__CONSIGNA 1__.
Responde a estas preguntas sobre el fragmento acerca del poblamiento de Castilblanco:
(a) ¿Qué es el monte o el bosque para el romano?
(b) ¿Dónde tiende a concentrarse la población?
(c) ¿Cuáles son los dos ríos "verdaderos" que se nombran?
__CONSIGNA 2__. Escribe la continuación del texto sobre el poblamiento rural de Castilblanco a partir de su última oración.

__FRAGMENTO SELECCIONADO__.
=-=-=-=-=

Los resultados de la prospección muestran una clara tendencia hacia el poblamiento rural disperso, cuyas causas analizamos a continuación. Por una parte, las condiciones naturales son poco propicias a otro tipo de asentamiento, como ciudades o al menos poblados de cierta entidad. Para el romano el monte, el bosque es lo desconocido, “lo salvaje”, por oposición a “lo civilizado” que representa la ciudad (Traina 1990: 15); un medio que o bien se evita, o bien se intenta domesticar en beneficio de la población ciudadana, pero que no atrae población por sí mismo. El relieve de Castilblanco, no muy elevado pero sí de perfiles abruptos, y los suelos pobres y erosionados reducen las posibilidades de cultivo a las orillas de los ríos permanentes, donde tiende a concentrarse la población. Los arroyos que dan nombre a la localidad son efectivamente abundantes pero de escasa profundidad y caudal, muchos de ellos estacionales, difícilmente aprovechables como vías de comunicación o transporte incluso en pequeña escala. Sólo los dos ríos “verdaderos”, Rivera de Cala y Viar, podrían aprovecharse mínimamente en ese sentido y, de hecho, sus orillas están más intensamente ocupadas que otras zonas del territorio castilblanqueño.

=-=-=-=-=

__INFORMACIÓN EXTRAÍDA__.
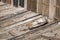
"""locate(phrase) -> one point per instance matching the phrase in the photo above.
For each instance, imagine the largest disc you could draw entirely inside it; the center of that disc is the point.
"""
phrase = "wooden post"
(52, 9)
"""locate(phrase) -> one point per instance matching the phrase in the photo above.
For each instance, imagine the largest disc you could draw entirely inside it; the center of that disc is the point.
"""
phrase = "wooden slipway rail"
(36, 33)
(11, 15)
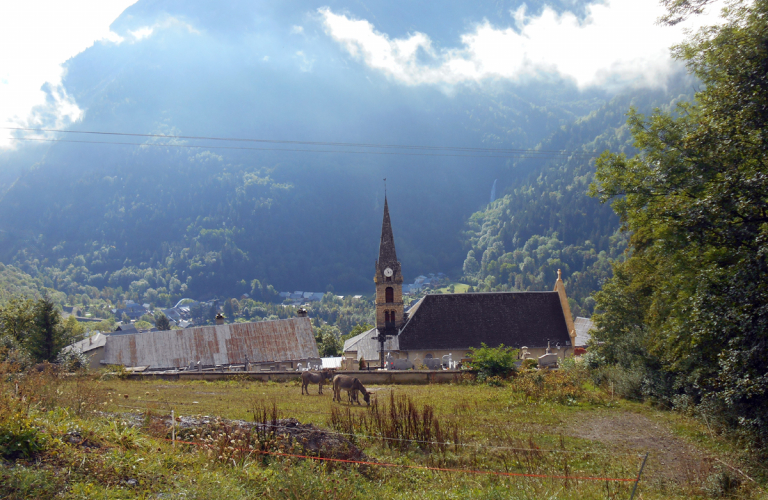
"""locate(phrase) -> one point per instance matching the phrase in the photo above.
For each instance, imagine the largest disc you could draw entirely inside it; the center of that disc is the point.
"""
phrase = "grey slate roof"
(463, 320)
(583, 326)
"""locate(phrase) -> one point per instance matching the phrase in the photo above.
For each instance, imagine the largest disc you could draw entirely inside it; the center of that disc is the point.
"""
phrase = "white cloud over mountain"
(617, 44)
(36, 38)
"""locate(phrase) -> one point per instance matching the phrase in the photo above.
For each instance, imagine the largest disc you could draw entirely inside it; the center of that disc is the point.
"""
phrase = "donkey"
(314, 378)
(352, 386)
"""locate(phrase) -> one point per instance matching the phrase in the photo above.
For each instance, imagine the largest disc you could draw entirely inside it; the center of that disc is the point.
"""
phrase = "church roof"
(462, 320)
(387, 254)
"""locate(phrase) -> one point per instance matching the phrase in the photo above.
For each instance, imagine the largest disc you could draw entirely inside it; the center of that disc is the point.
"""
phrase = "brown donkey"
(352, 386)
(314, 378)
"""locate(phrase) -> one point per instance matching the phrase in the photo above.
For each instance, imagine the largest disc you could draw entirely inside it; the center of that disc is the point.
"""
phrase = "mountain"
(165, 218)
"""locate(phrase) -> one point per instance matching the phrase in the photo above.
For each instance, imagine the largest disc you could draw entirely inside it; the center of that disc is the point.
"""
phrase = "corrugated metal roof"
(367, 347)
(329, 363)
(264, 341)
(583, 326)
(88, 344)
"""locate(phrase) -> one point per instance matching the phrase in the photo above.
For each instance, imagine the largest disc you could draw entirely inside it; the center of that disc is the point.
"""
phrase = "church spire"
(387, 254)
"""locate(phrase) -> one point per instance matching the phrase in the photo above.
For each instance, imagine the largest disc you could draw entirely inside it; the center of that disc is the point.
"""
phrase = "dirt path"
(670, 457)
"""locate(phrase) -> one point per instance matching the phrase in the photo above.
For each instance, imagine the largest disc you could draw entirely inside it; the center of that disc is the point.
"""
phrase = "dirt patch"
(312, 440)
(670, 458)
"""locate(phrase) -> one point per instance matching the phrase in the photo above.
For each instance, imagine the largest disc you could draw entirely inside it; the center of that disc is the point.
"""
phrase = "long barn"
(286, 340)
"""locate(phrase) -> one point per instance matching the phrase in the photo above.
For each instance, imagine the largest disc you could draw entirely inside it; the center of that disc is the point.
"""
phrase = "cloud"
(36, 38)
(166, 23)
(142, 33)
(617, 44)
(305, 63)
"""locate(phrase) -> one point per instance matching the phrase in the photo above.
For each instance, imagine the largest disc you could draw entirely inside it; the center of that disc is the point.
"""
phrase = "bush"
(492, 361)
(72, 360)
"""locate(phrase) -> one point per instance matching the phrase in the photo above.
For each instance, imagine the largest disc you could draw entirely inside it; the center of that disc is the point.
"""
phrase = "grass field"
(537, 424)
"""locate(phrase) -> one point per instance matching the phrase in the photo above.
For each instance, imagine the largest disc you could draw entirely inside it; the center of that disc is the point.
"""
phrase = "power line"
(310, 143)
(521, 155)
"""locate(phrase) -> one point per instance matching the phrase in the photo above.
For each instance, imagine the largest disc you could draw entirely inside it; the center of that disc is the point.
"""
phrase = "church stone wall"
(382, 305)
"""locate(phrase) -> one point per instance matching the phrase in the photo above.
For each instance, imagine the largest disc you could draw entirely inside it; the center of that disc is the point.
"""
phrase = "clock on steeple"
(389, 282)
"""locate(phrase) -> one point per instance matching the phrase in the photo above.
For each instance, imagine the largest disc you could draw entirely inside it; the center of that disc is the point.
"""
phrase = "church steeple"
(387, 254)
(389, 281)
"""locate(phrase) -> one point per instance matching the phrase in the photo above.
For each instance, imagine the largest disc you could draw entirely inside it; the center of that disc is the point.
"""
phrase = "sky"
(616, 45)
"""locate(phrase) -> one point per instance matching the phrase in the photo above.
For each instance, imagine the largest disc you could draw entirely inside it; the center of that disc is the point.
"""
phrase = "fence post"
(634, 489)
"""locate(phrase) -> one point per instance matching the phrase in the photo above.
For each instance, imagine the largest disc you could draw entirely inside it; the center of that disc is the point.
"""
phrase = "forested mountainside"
(163, 218)
(548, 222)
(168, 224)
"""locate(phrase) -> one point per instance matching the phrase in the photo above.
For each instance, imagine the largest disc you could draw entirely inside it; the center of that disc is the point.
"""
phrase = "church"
(443, 324)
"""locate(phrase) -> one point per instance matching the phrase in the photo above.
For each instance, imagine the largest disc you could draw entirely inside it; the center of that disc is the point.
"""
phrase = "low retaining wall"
(383, 377)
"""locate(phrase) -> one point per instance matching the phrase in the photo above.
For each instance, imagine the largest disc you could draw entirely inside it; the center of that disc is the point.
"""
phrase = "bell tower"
(389, 282)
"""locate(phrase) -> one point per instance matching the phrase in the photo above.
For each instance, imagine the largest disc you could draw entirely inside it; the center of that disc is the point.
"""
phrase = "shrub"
(529, 364)
(492, 361)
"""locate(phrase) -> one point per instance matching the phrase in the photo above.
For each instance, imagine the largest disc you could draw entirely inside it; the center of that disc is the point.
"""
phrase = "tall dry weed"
(400, 424)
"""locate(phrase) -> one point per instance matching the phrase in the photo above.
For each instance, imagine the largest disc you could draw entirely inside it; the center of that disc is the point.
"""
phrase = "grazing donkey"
(314, 378)
(352, 386)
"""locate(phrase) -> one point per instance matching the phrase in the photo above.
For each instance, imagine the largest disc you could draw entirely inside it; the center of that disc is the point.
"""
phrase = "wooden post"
(638, 477)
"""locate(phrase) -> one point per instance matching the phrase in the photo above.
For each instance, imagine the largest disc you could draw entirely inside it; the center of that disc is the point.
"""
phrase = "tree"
(492, 361)
(162, 322)
(229, 309)
(17, 318)
(356, 330)
(47, 336)
(328, 340)
(690, 303)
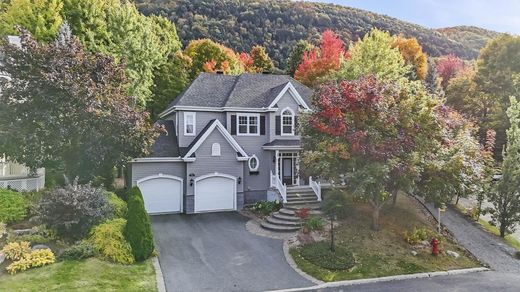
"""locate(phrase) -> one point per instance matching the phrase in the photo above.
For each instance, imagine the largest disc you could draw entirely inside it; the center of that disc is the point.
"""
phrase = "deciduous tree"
(319, 63)
(68, 106)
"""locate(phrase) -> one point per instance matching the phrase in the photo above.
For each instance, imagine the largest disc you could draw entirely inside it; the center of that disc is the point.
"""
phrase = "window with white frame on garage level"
(248, 124)
(189, 124)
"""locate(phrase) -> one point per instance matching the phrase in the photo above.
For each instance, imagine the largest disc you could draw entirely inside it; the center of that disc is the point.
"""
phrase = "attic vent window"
(215, 149)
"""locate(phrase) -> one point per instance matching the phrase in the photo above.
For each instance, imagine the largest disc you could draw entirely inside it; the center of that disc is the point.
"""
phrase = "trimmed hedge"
(138, 230)
(13, 206)
(319, 253)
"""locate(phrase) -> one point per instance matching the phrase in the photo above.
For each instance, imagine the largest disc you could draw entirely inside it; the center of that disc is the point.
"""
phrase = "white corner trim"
(294, 93)
(218, 125)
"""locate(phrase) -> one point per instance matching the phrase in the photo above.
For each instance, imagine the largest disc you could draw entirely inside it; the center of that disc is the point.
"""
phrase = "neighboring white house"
(14, 175)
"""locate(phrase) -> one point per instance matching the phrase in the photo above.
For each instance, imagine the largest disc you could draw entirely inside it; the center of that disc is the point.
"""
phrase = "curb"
(159, 278)
(387, 279)
(293, 265)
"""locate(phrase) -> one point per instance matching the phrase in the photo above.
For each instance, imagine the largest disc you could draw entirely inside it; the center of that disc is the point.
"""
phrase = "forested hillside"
(278, 24)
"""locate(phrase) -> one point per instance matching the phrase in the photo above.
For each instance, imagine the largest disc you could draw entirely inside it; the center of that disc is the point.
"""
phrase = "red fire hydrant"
(435, 246)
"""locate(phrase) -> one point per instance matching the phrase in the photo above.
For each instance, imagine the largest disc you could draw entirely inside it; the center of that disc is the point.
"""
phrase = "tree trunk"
(332, 246)
(375, 218)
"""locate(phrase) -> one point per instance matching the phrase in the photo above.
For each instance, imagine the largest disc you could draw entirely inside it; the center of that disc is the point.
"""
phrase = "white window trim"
(292, 115)
(247, 116)
(249, 163)
(186, 114)
(215, 149)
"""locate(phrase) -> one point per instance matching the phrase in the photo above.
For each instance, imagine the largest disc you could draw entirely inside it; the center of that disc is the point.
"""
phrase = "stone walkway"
(487, 247)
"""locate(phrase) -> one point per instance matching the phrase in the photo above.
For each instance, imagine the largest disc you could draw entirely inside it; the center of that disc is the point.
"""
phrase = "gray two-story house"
(229, 141)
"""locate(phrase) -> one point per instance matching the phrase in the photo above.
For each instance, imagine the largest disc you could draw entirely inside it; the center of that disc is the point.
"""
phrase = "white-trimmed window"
(215, 149)
(253, 163)
(287, 122)
(248, 124)
(189, 124)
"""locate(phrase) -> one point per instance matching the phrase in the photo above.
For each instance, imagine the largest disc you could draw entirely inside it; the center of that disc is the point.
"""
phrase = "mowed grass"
(385, 252)
(87, 275)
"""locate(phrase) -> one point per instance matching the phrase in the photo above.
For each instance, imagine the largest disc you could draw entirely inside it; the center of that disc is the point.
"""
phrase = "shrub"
(420, 234)
(266, 207)
(314, 223)
(80, 251)
(138, 230)
(119, 207)
(13, 206)
(34, 259)
(16, 250)
(319, 254)
(74, 209)
(108, 240)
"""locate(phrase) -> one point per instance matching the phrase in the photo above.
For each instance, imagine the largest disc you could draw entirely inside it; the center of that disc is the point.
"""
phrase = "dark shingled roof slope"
(246, 90)
(166, 144)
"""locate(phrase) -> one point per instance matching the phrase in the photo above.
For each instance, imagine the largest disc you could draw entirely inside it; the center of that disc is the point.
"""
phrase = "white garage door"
(161, 194)
(215, 192)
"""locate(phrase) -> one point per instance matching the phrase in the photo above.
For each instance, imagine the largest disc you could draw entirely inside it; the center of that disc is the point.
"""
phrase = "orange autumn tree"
(319, 63)
(413, 55)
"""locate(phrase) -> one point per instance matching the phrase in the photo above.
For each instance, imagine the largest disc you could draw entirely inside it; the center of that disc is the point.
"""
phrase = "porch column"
(276, 153)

=-=-=-=-=

__RESULTADO DEL EJERCICIO 1__.
(a) Para el romano, el monte o el bosque es lo desconocido, "lo salvaje", por oposición a "lo civilizado" que representa la ciudad.
(b) La población tiende a concentrarse en las orillas de los ríos permanentes.
(c) Los dos ríos "verdaderos" son Rivera de Cala y Viar.

__RESULTADO DEL EJERCICIO 2__.
Tampoco existen en el término otros recursos, por ejemplo minas, que inciten al asentamiento aunque nos encontramos a pocos kilómetros de las importantes canteras de mármol de Almadén de la Plata (Canto 1977-78: 177-178; Padilla 1999: 276-277), el Pagus marmorarius que proporcionó el material para la monumentalización de Italica y otras importantes obras públicas en la Bética occidental (Rodà 1997: 161-162; eadem 1998: 115-116), e inmersos en una comarca con notables yacimientos metalúrgicos explotados desde el Calcolítico (Hunt Ortiz 1991). El control de los recursos mineros, junto con un importante foco de atracción religiosa, es lo que justifica, por ejemplo, el desarrollo algo más al Noreste y en condiciones muy parecidas de una pequeña ciudad como Munigua. Las posibilidades de explotación económica, por tanto, se reducen prácticamente a la ganadería y a los recursos propios del monte: caza, recolección de algunos frutos y miel, madera y carbón, en buena medida destinados a las ciudades más cercanas. De hecho, estos son los recursos que, hasta la época actual y salvando los avances tecnológicos en las explotaciones agrícolas y ganaderas, constituyen la base económica del municipio y los que explican la perduración hasta la segunda mitad del siglo XX de una forma de vida cuya manifestación material más evidente es la “pedriza”.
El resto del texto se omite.